◆ Excerpt provided

Wednesday, November 01, 2006

Thoughts from Monday

So. Since two weeks ago Monday, I have been doing JoKata in the mornings, and that's been good. Kate had me "get back on the horse" - fast painting; I was scared of it. In my mind I said, but I hit my head last time - really hard. It was traumatic. So that was on Wednesday, the 18th, and after some resistance I said I'd do it that day - 1 hour. But I didn't do it Wednesday, but I DID do it the next day, Thursday. I did a fast painting, from a photo of Molly, including tracing, enlarging, transfering, and painting. At one point I looked at my timer, thinking, isn't my time up yet? (Or was that the next time I painted?) I liked the results, and... but... I felt kinda flat, unable to celebrate actually doing it, unable to enjoy what I'd done. Just flat.

Next day when I talked to Shrimpy, she said, You PAINTED? You DID it? How about celebrating that? And I started crying.

I still don't feel like I know what that's all about; and maybe I never will. When I went to Kate's last week, for S Coaching, she had me do a very fast painting, about 15 minutes. Everything I had to work with was a bit crude: paper: the inside of some used wrapping paper; pencil: one common yellow #2 pencil, not very sharp; brushes: a few various ones of quite moderate quality; color: a bottle of writing ink, blue or blue-black; and my reference: a dog-eared photo of a - BLACK - puppy, and it looked like it was actually a worn and dog-eared XEROX of a photo. Little detail, hard to make out. But as I was working, I realized it was probably Kiwi, and I was right.

As crude as that was, there were things I liked a lot about it. With only one color, no water for diluting. Not much subtlety. And yet Kate and I both felt I had captured Kiwi. After that, and some energy work, I felt kind of calm. Sometimes it's hard to tell calm and numb apart. And while I'm scared of the excitement and the trauma, when they're not there I also miss them...

On Kate's assignment I did one more 15-minute painting, last Thursday. (But I actually set the timer for 20 minutes, and also, because Shipply called and I was working on it part of the time we were talking, I figured it was really 25 minutes.) This time I did a direct sketch and painting in my big spiral sketchbook, of Starr. Black, again - this year's Raffle winner. And when I got to her eye, when I was going back into it, edging it with black, I got suddenly excited, for a moment at least, and thought, that's IT!

I am thinking I'd like to give Ruth her set of the photos I took, and consult with her about which one she'd like me to use.

That's it for today...

1 comment:

Eileen Hale said...

Annotations:
Jo Kata (I wrote it JoKata, and may sometimes write JK): aikido moves, done with a Jo (a pole or stick), with a commitment spoken out loud at the beginning.
Molly: a tricolor dog whose portrait is one of the next commissions I'm working on.

◆ Extracted entries
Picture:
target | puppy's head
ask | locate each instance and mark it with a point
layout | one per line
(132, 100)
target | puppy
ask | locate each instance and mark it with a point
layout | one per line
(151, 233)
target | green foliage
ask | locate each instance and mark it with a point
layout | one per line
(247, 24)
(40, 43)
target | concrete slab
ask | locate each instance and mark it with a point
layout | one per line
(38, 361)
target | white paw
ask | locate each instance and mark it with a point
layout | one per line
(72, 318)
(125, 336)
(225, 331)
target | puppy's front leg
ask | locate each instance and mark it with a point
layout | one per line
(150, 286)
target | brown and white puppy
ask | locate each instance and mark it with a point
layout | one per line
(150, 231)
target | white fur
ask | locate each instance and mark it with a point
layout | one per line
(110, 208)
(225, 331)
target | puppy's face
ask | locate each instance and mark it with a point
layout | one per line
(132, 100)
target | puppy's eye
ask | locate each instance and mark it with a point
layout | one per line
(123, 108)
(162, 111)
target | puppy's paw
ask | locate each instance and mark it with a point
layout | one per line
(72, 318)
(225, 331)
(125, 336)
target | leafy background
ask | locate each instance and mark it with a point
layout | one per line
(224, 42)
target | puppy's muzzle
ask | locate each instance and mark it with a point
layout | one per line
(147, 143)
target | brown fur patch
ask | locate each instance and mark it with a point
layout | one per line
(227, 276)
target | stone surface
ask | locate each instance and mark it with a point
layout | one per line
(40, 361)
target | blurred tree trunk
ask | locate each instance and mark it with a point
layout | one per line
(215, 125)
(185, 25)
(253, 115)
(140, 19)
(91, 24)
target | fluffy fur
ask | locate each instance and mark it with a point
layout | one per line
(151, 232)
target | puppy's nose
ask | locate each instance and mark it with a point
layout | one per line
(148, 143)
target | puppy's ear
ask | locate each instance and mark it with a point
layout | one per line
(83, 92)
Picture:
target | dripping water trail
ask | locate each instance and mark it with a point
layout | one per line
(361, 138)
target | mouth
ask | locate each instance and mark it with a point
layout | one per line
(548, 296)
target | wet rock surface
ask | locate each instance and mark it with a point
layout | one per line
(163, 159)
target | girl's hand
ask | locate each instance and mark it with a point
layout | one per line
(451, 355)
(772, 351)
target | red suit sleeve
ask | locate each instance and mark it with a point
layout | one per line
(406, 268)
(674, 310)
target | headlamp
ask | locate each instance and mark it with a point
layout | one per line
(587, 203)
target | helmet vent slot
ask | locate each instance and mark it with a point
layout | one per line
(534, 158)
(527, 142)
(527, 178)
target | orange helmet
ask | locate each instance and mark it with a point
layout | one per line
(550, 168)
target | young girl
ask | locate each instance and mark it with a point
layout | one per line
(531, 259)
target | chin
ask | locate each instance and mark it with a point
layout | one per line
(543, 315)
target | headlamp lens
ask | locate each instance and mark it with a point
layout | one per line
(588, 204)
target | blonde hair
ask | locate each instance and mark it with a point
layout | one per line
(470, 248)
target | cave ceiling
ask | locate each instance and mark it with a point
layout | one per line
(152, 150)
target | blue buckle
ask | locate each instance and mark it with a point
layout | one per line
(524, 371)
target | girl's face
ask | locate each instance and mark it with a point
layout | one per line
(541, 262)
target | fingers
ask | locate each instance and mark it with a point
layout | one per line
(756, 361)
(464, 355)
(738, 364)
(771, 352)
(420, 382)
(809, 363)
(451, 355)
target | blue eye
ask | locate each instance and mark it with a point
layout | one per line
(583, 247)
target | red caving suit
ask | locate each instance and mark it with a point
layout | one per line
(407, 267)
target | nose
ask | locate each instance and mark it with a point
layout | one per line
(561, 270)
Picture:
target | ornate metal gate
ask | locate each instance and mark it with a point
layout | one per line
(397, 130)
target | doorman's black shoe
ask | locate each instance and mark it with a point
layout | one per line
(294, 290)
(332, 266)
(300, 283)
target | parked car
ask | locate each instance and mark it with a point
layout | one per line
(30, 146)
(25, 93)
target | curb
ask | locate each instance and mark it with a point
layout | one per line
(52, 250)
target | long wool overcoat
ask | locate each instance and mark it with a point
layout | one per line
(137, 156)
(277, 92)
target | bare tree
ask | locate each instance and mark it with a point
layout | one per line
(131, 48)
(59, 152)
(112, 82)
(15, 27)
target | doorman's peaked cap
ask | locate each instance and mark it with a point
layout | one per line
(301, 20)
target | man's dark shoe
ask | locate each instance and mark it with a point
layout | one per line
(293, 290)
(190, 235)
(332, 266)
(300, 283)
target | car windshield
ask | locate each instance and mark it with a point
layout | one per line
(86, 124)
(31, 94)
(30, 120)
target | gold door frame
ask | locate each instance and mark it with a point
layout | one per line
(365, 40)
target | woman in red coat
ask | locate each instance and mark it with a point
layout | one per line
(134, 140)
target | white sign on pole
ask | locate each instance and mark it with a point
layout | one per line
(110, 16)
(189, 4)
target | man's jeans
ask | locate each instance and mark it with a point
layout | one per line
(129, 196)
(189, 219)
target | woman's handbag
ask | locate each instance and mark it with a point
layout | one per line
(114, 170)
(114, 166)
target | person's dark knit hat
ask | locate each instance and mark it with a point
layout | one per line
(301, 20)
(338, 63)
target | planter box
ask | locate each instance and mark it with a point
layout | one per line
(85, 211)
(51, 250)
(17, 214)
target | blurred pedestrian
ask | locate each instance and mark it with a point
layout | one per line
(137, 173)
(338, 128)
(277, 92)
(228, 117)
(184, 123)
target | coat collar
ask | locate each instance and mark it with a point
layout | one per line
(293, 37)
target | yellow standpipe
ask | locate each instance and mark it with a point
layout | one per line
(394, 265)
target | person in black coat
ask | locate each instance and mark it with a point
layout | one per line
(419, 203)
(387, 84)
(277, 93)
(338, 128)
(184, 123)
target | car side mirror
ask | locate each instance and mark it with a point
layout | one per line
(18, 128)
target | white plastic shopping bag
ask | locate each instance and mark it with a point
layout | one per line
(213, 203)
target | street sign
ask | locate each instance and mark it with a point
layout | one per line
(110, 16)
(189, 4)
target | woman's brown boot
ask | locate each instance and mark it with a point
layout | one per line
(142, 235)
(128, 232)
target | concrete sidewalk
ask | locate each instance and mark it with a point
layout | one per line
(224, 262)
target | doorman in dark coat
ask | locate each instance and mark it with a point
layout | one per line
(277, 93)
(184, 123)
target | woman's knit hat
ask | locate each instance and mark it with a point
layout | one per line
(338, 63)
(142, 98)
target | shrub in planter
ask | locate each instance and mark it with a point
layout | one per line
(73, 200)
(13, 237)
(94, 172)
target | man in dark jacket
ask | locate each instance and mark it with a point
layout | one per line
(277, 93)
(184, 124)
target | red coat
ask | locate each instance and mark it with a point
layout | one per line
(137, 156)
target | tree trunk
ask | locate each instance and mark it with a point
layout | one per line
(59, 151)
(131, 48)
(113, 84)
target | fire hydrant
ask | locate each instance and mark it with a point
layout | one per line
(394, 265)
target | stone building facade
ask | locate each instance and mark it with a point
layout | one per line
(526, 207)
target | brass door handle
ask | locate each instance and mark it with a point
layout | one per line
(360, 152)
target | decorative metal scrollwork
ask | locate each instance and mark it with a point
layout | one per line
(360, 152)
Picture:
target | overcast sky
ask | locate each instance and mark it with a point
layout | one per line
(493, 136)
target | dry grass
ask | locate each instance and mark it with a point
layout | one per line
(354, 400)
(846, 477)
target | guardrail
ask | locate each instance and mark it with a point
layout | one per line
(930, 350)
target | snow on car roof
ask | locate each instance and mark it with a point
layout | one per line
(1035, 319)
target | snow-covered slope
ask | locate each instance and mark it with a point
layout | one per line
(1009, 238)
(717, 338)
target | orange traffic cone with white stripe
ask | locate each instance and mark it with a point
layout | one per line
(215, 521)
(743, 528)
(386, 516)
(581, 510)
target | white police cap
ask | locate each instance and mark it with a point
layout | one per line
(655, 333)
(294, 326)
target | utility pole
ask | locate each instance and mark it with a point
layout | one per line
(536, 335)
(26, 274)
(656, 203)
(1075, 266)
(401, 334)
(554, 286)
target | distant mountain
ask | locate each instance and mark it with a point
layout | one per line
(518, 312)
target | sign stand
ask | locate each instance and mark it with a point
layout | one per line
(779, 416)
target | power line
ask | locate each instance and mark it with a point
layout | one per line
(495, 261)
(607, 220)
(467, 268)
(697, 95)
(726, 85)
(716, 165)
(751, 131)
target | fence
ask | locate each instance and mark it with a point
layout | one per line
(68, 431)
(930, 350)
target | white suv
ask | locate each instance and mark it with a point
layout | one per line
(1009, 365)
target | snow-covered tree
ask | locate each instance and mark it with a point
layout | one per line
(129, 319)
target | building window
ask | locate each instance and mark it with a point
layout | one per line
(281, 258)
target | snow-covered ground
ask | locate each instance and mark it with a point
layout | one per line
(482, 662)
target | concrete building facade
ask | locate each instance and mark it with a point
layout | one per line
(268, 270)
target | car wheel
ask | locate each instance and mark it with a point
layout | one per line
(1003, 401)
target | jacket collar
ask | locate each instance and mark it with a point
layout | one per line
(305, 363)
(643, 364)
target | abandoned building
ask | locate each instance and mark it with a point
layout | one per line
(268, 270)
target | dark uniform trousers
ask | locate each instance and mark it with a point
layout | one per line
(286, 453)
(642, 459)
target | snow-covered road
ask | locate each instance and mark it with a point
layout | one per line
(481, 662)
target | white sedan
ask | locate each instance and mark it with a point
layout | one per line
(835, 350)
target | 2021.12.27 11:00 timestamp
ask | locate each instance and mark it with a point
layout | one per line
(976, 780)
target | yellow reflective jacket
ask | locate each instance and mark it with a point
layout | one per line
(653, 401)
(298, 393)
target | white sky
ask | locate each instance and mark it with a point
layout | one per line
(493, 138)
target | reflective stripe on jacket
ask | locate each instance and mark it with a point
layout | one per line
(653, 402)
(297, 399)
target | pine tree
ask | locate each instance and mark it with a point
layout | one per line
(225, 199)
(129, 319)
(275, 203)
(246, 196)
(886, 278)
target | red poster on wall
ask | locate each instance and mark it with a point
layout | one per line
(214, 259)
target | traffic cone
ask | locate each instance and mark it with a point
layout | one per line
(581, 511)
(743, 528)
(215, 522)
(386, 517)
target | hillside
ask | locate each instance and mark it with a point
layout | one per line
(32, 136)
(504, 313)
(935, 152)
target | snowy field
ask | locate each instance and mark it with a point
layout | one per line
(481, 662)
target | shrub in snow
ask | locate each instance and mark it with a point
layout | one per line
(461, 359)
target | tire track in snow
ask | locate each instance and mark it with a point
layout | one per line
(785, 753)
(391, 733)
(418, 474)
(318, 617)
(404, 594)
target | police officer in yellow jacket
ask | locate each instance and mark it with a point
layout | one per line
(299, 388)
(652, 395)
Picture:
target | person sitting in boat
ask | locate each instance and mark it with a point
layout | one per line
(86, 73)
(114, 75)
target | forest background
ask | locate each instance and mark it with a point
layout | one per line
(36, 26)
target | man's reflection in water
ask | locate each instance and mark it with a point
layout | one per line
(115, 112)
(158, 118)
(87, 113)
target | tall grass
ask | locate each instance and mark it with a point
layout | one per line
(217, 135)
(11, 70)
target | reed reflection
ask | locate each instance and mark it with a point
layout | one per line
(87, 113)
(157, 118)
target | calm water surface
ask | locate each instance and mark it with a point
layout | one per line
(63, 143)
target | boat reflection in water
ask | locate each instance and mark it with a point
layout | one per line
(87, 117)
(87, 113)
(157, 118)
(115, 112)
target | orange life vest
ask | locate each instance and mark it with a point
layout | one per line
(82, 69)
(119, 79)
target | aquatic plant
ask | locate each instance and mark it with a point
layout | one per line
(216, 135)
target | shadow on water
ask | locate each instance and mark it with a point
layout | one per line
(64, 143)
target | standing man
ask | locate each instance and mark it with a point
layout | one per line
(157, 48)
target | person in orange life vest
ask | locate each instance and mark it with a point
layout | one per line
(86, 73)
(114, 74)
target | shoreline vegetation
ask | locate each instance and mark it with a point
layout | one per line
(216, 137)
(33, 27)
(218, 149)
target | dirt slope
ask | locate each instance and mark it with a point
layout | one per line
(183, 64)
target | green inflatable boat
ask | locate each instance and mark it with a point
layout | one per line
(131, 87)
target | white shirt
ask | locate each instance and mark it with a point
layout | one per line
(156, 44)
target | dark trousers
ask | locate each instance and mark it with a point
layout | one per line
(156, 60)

◆ Work to complete
Shorten the paragraph of the blog post above that begins "On Kate's assignment" into a brief bulleted list that keeps its main facts.

◆ Reply
- Did one more 15-minute painting for Kate's assignment last Thursday.
- Actually set the timer for 20 minutes, and counted it as about 25 because part of the work happened during a call with Shipply.
- Sketched and painted Starr directly in the big spiral sketchbook. Starr is black and this year's Raffle winner.
- While going back into her eye and edging it with black, felt a sudden moment of excitement and thought, "that's IT!"